** DATA SUPPLIED follows **
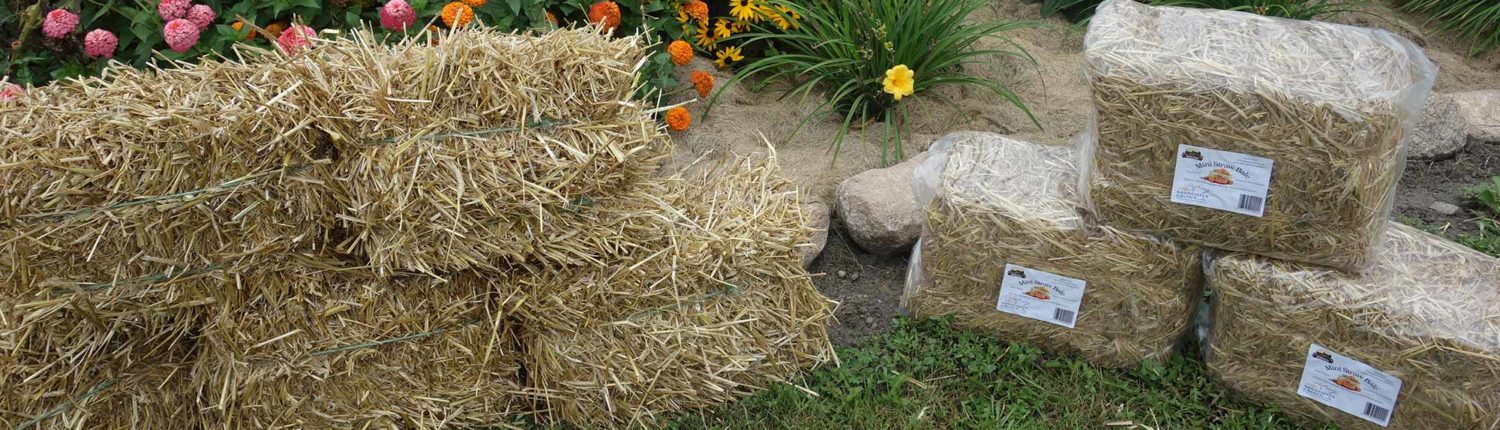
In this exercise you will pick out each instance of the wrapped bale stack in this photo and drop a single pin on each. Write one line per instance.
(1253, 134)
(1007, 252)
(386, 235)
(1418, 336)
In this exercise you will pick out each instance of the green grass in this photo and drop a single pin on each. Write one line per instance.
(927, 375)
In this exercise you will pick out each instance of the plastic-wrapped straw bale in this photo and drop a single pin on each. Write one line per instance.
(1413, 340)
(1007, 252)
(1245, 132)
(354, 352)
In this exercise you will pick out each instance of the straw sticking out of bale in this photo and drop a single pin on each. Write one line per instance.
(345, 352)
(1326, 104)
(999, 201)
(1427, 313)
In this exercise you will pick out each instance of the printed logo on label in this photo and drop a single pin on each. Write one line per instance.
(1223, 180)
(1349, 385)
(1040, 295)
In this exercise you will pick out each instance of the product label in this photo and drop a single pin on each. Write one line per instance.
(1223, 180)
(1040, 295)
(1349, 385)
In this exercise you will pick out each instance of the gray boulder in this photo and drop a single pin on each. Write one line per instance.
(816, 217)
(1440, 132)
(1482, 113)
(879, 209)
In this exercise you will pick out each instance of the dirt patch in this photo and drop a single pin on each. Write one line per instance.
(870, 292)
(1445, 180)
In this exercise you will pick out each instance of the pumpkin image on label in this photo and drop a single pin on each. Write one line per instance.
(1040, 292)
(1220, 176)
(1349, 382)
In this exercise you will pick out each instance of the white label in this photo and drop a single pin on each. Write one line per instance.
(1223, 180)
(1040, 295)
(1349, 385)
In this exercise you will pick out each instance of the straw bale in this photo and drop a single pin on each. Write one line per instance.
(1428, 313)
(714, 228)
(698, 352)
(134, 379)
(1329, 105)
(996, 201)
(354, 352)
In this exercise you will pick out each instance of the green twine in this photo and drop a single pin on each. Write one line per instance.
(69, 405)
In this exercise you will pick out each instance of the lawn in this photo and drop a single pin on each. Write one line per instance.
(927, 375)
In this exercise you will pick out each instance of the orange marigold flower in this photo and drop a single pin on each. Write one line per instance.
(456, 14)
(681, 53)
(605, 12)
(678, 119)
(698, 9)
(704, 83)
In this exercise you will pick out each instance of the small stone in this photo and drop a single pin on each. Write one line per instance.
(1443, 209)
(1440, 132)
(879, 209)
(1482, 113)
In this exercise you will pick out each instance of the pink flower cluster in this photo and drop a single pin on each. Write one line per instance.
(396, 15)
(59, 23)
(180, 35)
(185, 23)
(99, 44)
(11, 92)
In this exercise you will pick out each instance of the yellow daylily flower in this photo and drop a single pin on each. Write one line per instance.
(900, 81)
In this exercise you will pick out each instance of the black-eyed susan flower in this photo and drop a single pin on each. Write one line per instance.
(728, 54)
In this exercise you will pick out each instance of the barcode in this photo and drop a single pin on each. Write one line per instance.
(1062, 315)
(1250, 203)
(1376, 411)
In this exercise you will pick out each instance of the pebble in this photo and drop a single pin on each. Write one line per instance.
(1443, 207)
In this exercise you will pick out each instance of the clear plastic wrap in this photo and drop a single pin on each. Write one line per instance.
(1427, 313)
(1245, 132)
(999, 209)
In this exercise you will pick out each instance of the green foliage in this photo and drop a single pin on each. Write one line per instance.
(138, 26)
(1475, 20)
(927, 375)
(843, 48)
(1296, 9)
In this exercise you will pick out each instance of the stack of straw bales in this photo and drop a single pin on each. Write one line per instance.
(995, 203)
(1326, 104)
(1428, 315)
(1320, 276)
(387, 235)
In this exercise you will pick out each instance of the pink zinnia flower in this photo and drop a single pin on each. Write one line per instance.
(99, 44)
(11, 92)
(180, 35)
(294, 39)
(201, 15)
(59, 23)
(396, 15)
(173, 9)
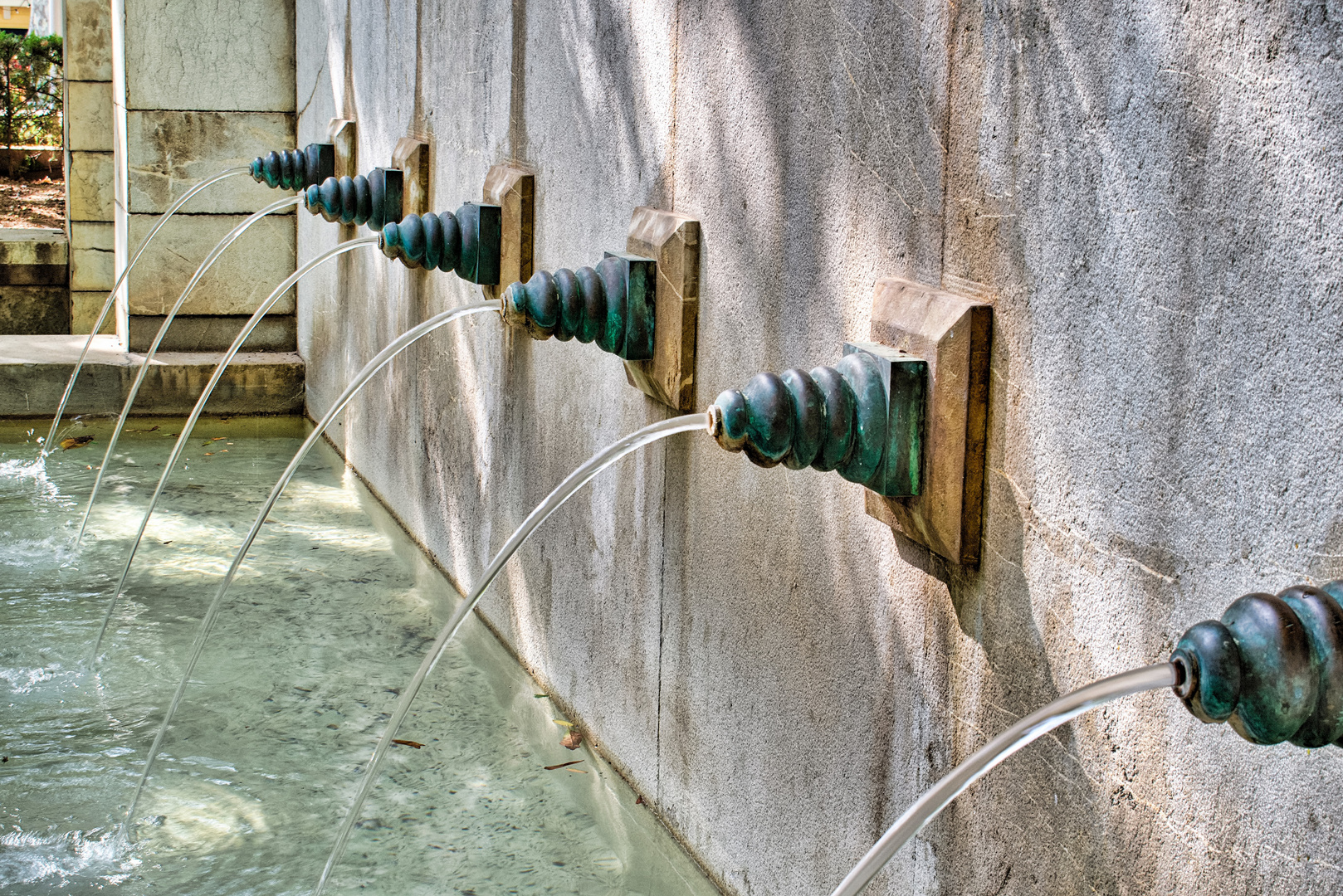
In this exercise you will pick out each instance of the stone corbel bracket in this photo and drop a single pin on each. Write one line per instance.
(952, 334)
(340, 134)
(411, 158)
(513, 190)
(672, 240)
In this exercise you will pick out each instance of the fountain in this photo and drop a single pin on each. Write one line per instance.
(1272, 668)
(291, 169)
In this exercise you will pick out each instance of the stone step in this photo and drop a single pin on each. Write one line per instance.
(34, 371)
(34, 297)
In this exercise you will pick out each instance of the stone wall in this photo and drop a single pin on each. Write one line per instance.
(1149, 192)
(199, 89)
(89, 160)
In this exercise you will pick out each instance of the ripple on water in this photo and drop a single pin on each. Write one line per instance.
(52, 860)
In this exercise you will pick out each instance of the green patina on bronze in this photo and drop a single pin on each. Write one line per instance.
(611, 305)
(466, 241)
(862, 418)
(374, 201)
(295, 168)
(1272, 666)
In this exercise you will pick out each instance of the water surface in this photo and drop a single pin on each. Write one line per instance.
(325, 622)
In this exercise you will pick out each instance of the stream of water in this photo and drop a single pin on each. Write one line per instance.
** End of DATA SUPPLIED **
** DATA SUPPLIED follows **
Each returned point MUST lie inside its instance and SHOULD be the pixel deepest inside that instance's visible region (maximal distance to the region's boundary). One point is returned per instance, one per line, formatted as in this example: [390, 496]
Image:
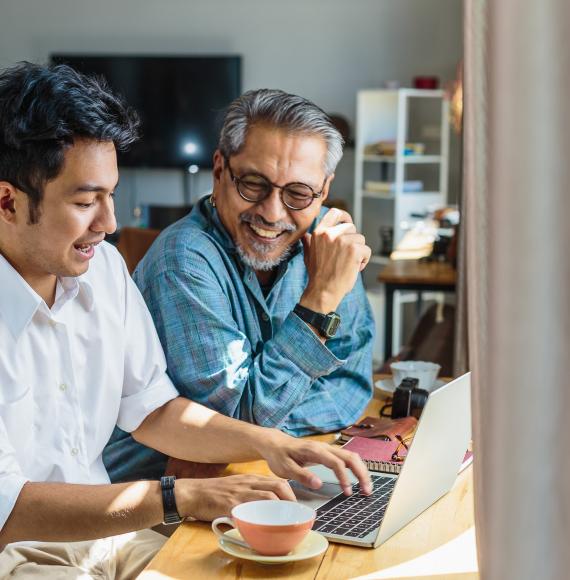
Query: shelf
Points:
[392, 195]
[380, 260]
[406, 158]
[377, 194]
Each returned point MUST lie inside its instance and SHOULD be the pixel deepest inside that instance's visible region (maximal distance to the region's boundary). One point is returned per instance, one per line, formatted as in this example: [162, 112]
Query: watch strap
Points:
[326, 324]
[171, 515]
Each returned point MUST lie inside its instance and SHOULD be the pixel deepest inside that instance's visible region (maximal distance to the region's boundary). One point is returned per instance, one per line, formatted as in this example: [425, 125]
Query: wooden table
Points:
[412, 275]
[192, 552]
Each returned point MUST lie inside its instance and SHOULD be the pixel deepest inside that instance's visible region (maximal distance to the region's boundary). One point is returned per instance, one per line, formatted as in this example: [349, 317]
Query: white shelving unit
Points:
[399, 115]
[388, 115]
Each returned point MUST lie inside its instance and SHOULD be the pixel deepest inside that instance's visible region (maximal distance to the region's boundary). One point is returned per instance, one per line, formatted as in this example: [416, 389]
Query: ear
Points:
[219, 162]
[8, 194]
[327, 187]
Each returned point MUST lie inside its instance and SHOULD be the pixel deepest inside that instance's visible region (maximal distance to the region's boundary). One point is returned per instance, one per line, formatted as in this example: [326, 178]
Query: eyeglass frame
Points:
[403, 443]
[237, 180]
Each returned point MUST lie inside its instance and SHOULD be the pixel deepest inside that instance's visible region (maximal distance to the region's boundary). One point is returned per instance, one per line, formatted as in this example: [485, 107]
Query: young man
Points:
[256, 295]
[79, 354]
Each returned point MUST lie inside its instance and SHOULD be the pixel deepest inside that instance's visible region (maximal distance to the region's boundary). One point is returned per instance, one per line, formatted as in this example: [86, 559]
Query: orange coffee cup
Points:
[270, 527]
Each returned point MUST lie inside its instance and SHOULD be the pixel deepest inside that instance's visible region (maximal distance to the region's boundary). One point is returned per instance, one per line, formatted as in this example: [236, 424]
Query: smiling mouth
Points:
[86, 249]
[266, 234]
** End of DATA SUPPLIED **
** DATA SUPPLIED follows **
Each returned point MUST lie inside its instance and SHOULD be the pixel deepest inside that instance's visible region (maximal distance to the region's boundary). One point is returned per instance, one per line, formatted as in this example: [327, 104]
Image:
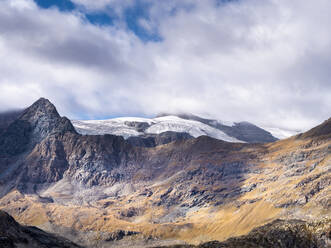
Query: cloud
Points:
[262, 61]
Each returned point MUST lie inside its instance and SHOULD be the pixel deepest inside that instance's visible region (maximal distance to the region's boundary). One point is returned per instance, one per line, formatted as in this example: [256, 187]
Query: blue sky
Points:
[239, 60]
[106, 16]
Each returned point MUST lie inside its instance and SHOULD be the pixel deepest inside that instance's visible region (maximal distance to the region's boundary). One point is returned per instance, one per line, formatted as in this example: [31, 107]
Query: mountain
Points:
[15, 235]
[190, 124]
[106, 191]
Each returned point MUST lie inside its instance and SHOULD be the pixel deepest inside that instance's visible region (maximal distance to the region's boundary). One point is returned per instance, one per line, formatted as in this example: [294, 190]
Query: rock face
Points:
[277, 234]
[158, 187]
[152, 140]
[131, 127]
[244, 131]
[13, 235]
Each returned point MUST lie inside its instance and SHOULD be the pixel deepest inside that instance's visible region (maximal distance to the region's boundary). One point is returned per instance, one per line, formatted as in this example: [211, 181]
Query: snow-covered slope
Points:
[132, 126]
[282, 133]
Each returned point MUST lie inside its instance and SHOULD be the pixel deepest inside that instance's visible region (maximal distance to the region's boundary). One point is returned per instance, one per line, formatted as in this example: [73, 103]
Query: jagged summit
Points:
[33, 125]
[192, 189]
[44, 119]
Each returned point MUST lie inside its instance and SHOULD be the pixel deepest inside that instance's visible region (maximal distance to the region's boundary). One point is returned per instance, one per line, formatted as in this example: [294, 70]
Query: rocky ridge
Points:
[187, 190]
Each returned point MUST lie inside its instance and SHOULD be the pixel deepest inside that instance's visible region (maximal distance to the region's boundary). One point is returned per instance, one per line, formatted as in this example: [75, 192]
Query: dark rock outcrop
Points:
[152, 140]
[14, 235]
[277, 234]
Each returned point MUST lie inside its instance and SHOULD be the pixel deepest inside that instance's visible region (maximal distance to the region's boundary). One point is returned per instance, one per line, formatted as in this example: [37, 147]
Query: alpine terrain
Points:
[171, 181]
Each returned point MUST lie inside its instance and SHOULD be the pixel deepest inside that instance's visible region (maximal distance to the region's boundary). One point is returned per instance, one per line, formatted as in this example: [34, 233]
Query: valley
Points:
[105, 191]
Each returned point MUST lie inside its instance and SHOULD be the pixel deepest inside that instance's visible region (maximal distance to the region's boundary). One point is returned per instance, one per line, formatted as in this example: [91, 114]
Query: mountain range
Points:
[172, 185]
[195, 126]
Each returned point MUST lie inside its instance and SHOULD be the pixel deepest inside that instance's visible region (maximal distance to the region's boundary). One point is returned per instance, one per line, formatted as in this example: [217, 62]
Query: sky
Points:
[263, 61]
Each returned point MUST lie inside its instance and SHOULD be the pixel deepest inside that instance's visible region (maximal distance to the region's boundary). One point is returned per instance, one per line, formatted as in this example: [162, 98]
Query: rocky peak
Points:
** End of DATA SUPPLIED **
WHAT TO WORK ON >> The answer must consist of every line from the data that holds the string "mountain".

RESPONSE TO THE EXERCISE >>
Query: mountain
Query: mountain range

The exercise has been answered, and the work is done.